Politkrise sorgt für Konjunkturkrise: „Der Standort Rumänien hat stark an Attraktivität für Direktinvestitionen eingebüßt“

ADZ-Gespräch mit Mircea Dascălu, Leiter der Rumänien-Vertretung des BVMW

Mircea Dascălu, Leiter der Rumänien-Vertretung des BVMW

Der Bundesverband mittelständische Wirtschaft (BVMW) ist bekanntlich Deutschlands stärkste Vertretung des Mittelstands und seit rund zwei Jahren nunmehr auch in Rumänien aktiv. Über die Vorhaben des BVMW hierzulande, über seine breite Palette an Möglichkeiten, kleinen und mittelständischen Unternehmen (KMU) in Rumänien selbst in wirtschaftlich prekären Zeiten geschäftsfördernd zur Seite zu stehen sowie über die Auswirkungen der politischen Dauerkrise im Land auf die Realwirtschaft sprach ADZ-Redakteurin Lilo Millitz-Stoica mit Mircea Dascălu, Leiter der BVMW-Vertretung in Rumänien:

Die Rumänien-Vertretung des BMVW ist derzeit noch jung. Was bezweckt sie und inwiefern konnte sie sich gegenüber anderen Interessensvertretungen hierzulande bereits durchsetzen?

Rumänien war das erste Land, wo regulär Mitgliedsunternehmen dem BVMW e.V. in Deutschland beitreten konnten. Dazu gehören viele Unternehmen, die nicht nur ihre Geschäftsverbindungen nach Deutschland erweitern wollten (wir haben in Deutschland ein sehr effizientes Netzwerk, das aus mehr als 260 Geschäftsstellen besteht), sondern auch ihre Fühler zum Europaparlament ausstrecken wollen. Der BVMW ist wohl der stärkste KMU-Verband in Europa, in Deutschland auf jeden Fall, und nimmt deshalb mit Erfolg politischen Einfluss auf nationaler und europäischer Ebene, damit eine Mittelstandsorientierung in der Wirtschaftspolitik stattfindet. Hierzulande konnte sich die BVMW-Vertretung zu unserer Freude bislang überraschend gut, d. h. mit viel Erfolg durchsetzen.

Wer kann der hiesigen BVMW-Vertretung beitreten? Gibt es bestimmte Voraussetzungen für rumänische oder in Rumänien aktive Unternehmen?

━━━━━━

- _AUFGABEN_:
#1 Gib aus dem Interview alles von „Rumänien war das“ bis hin zu „viel Erfolg durchsetzen.“ wortgetreu aus.
#2 Schreibe aus dem Interview sämtliche Sätze heraus, die mit einem Fragezeichen enden.
#3 Übersetze den Satz „Rumänien war das erste Land, wo regulär Mitgliedsunternehmen dem BVMW e.V. in Deutschland beitreten konnten.“ aus dem Interview ins Englische.

- _GEGEBENE EINTRÄGE_:
━━━━━━

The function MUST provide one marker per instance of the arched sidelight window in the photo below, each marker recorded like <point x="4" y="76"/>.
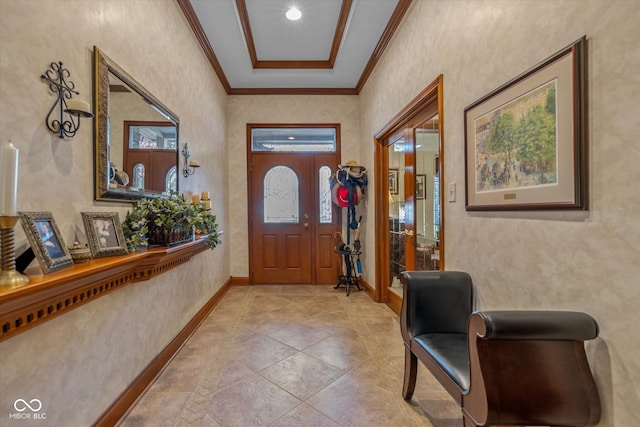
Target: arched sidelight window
<point x="281" y="196"/>
<point x="138" y="175"/>
<point x="324" y="194"/>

━━━━━━

- _LÖSUNGEN_:
#1
Rumänien war das erste Land, wo regulär Mitgliedsunternehmen dem BVMW e.V. in Deutschland beitreten konnten. Dazu gehören viele Unternehmen, die nicht nur ihre Geschäftsverbindungen nach Deutschland erweitern wollten (wir haben in Deutschland ein sehr effizientes Netzwerk, das aus mehr als 260 Geschäftsstellen besteht), sondern auch ihre Fühler zum Europaparlament ausstrecken wollen. Der BVMW ist wohl der stärkste KMU-Verband in Europa, in Deutschland auf jeden Fall, und nimmt deshalb mit Erfolg politischen Einfluss auf nationaler und europäischer Ebene, damit eine Mittelstandsorientierung in der Wirtschaftspolitik stattfindet. Hierzulande konnte sich die BVMW-Vertretung zu unserer Freude bislang überraschend gut, d. h. mit viel Erfolg durchsetzen.

#2
Was bezweckt sie und inwiefern konnte sie sich gegenüber anderen Interessensvertretungen hierzulande bereits durchsetzen?
Wer kann der hiesigen BVMW-Vertretung beitreten?
Gibt es bestimmte Voraussetzungen für rumänische oder in Rumänien aktive Unternehmen?

#3 Romania was the first country where member companies could formally join the BVMW e.V. in Germany.